Text provided:
Start of Block
Sponsored by Cordis, a Cardinal Health company
Transitioning to a Radial-First Approach
How far are you willing to take radial access?
The challenge for health care is to provide efficient, low-cost, high-quality care while also providing a great patient experience. A comprehensive radial program has the potential to meet that challenge head on!
The constant incremental improvement in technology has allowed radial access to be utilized in patients undergoing both cardiac catheterization and percutaneous coronary intervention (PCI). When the radial approach is mastered, a host of opportunities and process changes will be available for your cardiac program.
A comprehensive radial program will take years to build. It is a process that MedStar Union Memorial Hospital (MUMH) began in July 2010 with one operator. Today, 100% of the operators, both private and employed, have mastered the technique.
End of Block
Problems to work on:
• A. In the text on moving to a radial-first approach, what has made it possible to use radial access for both cardiac catheterization and PCI?
• B. Carry on the text about moving to a radial-first approach from where it stops.

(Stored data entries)
Start of Block
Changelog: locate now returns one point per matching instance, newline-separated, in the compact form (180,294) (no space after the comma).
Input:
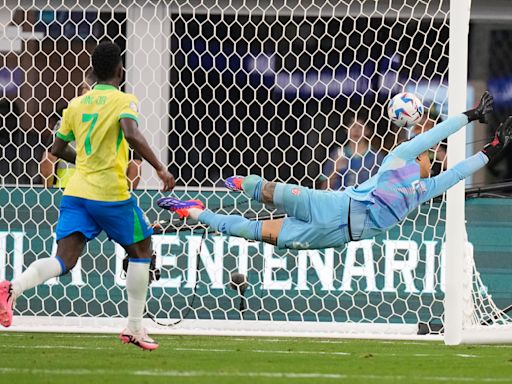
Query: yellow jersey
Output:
(92,121)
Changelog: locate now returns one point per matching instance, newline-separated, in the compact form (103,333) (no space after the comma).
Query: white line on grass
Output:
(52,347)
(262,351)
(276,375)
(216,350)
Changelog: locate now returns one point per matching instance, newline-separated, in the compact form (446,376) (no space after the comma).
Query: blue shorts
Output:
(123,221)
(316,219)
End of Block
Task-by-task answers:
• A. Steady, step-by-step improvements in technology have made radial access usable for patients having either cardiac catheterization or percutaneous coronary intervention (PCI).

• B.
After all of our operators became proficient at using the radial artery for access, we saw a noticeable improvement in your quality metrics. MUMH has seen improvements in their American College of Cardiology National Cardiovascular Data Registry data, noting that 40% of the metrics, published in the executive summary this June, were better than the 90th percentile.
If you are able to drive a significant volume of radial access cases, there is the opportunity to gain efficiencies in patient throughput. No longer is a patient required to remain in bed for several hours postprocedure. We have been able to achieve individual room turnover in as little as 3 hours for cardiac catheterization and 6 hours for PCI. Furthermore, a robust program utilizing a radial lounge for the patients (Figure 1), along with administrative support, has allowed us to exponentially improve efficiency. We currently require patients to remain in their reclining chair for 1 hour and then allow them access to the lounge to watch television, read, or get something to eat, all while still being monitored. Patients undergoing routine PCI with radial access are now discharged the same day. The lounge allows us to provide patients with a completely new experience that is calmer and in a pleasant, less stressful environment.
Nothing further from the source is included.